Broad market and industry factors may materially harm the market price of the Common Stock irrespective of our operating performance. The stock market in general, and Nasdaq in particular, have experienced price and volume fluctuations that have often been unrelated or disproportionate to the operating performance of the particular companies affected. The trading prices and valuations of these stocks, and of the Common Stock, may not be predictable. A loss of investor confidence in the market for retail stocks or the stocks of other companies that investors perceive to be similar to us could depress our stock price regardless of our business, prospects, financial conditions or results of operations. A decline in the market price of the Common Stock also could adversely affect our ability to issue additional securities and our ability to obtain additional financing in the future.

 

Anti-takeover provisions contained in our certificate of incorporation and bylaws, as well as provisions of Delaware law, could impair a takeover attempt.

### WORK TO COMPLETE
1 – Revise the stock risk passage from "Anti-takeover provisions contained" down to "a takeover attempt.", putting "Nevada" where "Delaware" appears.
2 – In the stock risk passage, what could a decline in the market price of the Common Stock adversely affect?
The records that follow were taken from a separate source.

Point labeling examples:
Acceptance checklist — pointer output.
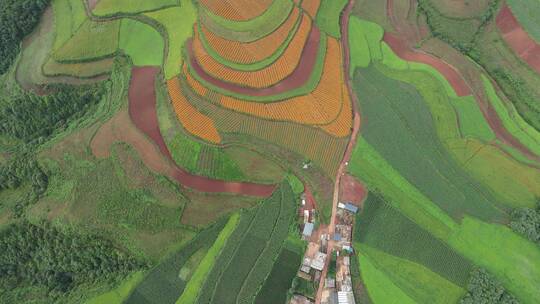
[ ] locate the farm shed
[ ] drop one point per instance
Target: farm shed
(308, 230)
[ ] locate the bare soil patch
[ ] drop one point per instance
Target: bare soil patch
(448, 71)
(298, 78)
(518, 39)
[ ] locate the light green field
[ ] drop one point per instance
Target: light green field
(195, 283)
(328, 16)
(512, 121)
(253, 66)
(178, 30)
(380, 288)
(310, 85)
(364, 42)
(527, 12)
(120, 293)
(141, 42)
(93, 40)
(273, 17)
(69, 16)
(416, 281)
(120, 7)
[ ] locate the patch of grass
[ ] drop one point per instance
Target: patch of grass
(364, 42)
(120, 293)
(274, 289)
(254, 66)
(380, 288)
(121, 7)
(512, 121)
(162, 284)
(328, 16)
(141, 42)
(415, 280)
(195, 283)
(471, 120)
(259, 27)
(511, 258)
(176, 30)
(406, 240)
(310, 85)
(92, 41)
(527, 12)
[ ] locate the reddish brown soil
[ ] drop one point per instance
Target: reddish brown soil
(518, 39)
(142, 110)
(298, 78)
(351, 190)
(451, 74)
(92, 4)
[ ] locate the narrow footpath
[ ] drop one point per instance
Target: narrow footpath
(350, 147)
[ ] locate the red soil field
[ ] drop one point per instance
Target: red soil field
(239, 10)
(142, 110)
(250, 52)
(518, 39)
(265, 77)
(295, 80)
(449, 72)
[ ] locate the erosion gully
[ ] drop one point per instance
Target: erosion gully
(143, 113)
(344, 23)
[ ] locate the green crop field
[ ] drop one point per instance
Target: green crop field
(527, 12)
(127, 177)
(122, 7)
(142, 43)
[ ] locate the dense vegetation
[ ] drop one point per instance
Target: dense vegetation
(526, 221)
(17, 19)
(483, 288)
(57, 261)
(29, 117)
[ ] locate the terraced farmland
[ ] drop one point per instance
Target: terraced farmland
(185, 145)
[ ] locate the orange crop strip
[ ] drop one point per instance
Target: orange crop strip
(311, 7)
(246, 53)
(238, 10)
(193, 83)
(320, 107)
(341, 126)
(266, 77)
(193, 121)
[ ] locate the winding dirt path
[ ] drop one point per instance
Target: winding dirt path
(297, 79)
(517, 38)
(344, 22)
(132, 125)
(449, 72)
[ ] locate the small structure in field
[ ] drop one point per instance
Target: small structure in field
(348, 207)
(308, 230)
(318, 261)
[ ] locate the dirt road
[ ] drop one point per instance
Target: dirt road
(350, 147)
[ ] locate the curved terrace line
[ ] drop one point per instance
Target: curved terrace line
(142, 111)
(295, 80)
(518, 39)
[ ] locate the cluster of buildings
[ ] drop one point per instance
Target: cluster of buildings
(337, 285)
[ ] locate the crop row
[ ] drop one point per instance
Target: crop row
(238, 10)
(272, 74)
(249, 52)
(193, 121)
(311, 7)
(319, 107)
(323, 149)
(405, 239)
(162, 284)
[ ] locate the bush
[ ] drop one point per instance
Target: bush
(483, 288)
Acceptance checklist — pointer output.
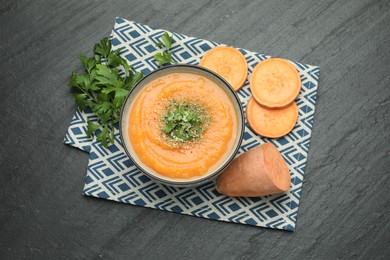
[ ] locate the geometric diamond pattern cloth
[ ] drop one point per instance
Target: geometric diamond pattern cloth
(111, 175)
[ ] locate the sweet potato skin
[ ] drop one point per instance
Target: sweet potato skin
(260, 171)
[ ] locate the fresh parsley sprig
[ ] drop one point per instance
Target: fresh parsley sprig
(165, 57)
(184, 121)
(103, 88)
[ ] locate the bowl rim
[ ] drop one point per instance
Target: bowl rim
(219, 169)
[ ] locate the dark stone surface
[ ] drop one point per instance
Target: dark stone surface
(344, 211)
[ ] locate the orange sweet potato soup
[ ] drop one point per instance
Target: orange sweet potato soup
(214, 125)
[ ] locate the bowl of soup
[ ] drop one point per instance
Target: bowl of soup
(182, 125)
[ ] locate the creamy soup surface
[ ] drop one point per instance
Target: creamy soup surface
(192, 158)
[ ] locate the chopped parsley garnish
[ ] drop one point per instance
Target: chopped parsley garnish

### LIST OF SOLUTIONS
1 –
Anti-takeover provisions contained in our certificate of incorporation and bylaws, as well as provisions of Nevada law, could impair a takeover attempt.

2 – It could adversely affect the ability to issue additional securities and to obtain additional financing in the future.